**EXERCISE OBJECTIVE:** What is needed is every line from the one holding "Where can the bush" to the last line of the data below, printed exactly and without pictures.

**DATA SECTION:**
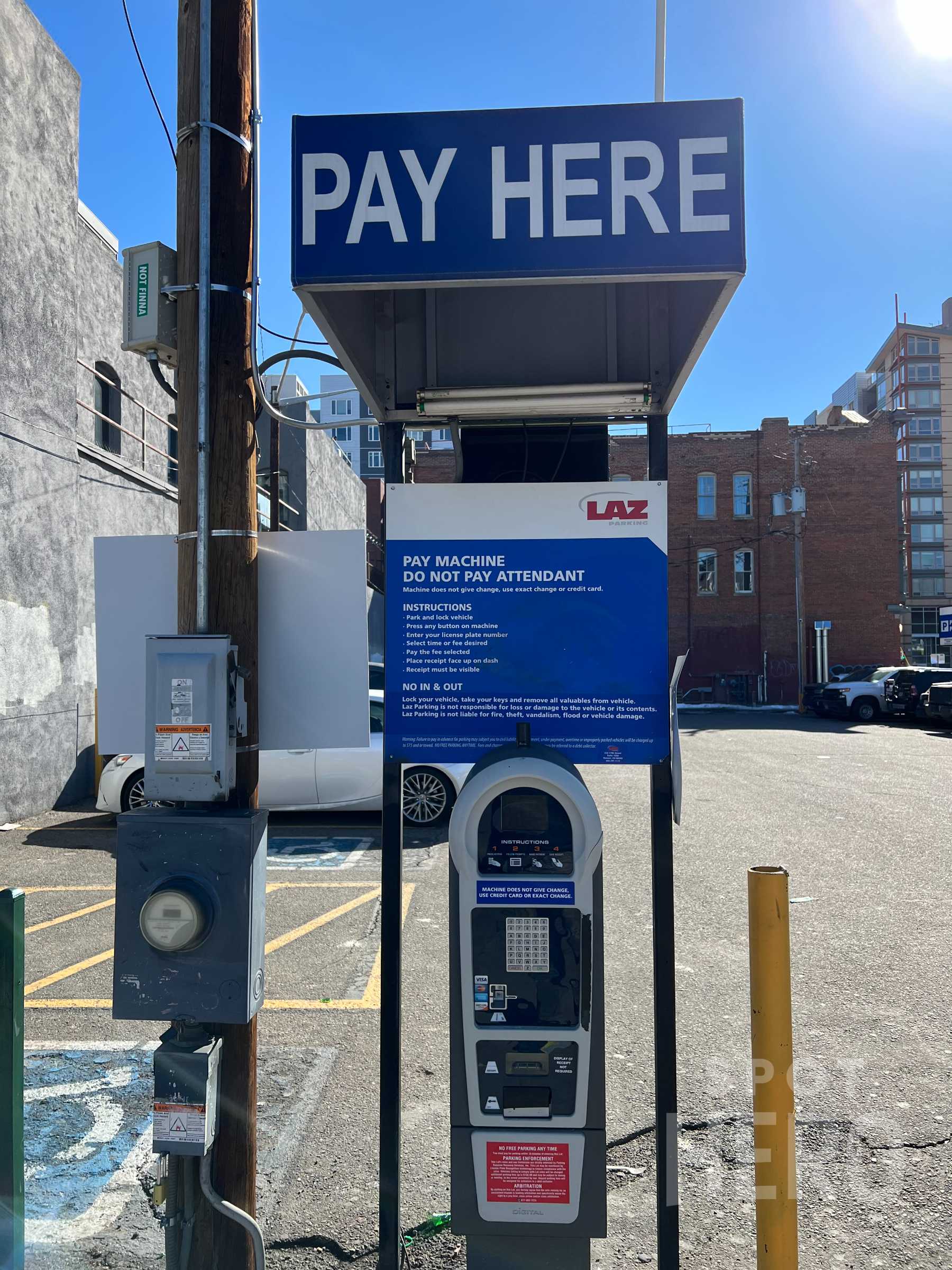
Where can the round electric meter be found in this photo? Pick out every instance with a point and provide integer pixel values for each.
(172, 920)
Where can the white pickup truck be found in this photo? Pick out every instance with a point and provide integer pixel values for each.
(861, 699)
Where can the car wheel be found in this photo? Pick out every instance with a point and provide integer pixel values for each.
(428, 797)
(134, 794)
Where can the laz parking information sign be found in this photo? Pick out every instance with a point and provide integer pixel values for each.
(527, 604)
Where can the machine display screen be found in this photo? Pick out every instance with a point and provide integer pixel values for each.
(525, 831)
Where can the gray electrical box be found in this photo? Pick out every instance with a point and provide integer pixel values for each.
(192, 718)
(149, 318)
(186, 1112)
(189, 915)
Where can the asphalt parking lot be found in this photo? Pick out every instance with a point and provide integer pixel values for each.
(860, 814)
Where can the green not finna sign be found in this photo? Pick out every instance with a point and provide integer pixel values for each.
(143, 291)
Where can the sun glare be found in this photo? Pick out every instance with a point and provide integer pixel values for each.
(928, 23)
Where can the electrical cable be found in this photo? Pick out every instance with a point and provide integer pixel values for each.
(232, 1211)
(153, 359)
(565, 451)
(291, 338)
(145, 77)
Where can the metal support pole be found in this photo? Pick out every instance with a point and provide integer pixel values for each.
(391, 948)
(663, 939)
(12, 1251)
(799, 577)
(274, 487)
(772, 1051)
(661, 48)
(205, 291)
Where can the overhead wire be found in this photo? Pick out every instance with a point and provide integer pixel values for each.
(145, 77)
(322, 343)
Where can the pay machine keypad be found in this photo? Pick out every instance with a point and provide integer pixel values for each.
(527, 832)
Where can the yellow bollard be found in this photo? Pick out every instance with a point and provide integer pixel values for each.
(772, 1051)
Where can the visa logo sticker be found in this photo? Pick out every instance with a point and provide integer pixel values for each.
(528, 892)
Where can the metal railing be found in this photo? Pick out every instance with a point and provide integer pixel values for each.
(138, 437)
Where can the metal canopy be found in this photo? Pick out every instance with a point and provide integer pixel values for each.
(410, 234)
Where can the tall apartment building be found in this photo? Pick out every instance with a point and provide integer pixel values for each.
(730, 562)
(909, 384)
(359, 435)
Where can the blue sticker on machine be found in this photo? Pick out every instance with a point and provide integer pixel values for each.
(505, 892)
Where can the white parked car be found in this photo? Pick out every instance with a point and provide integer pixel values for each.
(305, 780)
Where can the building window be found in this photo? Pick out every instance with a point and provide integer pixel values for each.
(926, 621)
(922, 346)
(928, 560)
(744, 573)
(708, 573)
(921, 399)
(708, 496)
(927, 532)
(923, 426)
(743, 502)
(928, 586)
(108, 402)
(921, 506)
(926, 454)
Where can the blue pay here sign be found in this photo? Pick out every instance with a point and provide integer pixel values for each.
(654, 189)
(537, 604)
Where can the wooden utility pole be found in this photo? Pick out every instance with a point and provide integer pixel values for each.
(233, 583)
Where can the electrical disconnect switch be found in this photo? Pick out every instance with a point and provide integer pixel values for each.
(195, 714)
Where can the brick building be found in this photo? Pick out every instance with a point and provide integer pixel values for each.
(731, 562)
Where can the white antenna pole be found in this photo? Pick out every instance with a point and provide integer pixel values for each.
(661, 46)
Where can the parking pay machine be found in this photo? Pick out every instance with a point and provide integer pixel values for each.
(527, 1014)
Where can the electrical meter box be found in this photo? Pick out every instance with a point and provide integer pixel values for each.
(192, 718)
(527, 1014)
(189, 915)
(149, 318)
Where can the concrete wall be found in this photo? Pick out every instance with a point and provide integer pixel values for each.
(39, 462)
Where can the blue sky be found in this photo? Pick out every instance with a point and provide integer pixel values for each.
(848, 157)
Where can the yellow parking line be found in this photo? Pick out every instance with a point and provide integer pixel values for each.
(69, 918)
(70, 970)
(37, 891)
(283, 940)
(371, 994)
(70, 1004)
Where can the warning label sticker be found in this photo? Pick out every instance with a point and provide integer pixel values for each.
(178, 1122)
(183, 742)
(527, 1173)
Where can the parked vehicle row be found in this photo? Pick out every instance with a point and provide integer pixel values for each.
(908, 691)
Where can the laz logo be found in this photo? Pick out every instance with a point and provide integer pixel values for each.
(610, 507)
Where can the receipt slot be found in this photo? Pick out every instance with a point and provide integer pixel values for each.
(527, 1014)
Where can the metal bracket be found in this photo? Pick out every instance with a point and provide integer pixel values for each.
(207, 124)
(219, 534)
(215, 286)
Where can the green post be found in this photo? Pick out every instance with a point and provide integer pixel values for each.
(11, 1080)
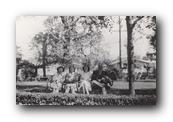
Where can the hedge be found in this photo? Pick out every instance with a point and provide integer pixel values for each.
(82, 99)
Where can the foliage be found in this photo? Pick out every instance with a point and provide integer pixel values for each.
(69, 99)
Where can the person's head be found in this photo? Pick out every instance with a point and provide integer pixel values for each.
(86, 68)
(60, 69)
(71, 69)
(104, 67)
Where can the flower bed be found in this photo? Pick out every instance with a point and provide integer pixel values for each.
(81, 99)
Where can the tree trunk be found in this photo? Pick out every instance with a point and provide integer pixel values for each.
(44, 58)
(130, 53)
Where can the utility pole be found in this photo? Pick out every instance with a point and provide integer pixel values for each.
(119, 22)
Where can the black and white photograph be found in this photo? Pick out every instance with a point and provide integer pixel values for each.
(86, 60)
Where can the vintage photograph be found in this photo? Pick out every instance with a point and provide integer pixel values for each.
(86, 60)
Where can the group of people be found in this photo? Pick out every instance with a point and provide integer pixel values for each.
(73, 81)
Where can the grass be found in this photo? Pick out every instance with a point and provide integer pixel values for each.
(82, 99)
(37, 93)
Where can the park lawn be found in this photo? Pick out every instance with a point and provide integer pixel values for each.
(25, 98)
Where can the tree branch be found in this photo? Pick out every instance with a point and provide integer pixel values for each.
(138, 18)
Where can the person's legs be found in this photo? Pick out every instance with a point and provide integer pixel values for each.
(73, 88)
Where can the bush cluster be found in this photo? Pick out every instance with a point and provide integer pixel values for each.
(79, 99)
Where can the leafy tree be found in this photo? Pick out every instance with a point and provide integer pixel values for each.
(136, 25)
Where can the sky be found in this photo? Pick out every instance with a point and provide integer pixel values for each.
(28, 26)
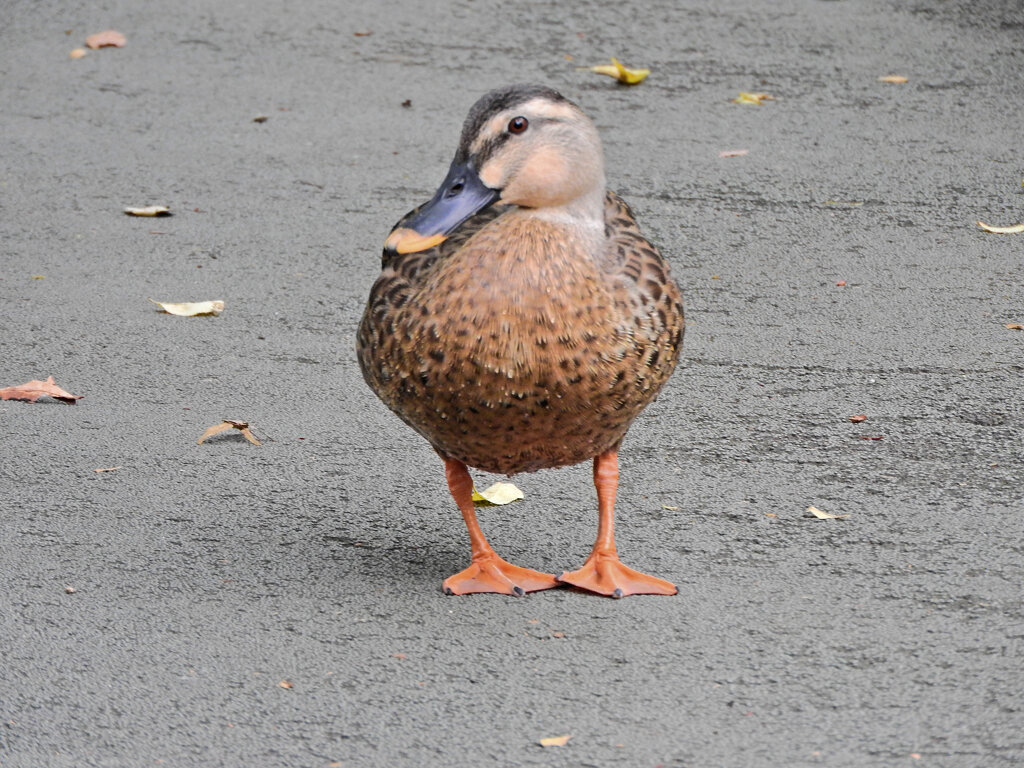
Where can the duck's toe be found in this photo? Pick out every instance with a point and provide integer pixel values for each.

**WRITTEN SOLUTION:**
Where can the bush cluster be found in this photo? Pick out every instance with a point and provide integer pixel values for each.
(79, 99)
Where can the leafy tree be found in this photo? Pick out every instance with a point and provide integer pixel values for each.
(136, 25)
Where can the sky be found in this photo? Pick out every instance with a point and provide integer pixel values for each.
(28, 26)
Where can the duck's toe be found in this photo? Pick out every instance with a point and provide integer pixel values for each.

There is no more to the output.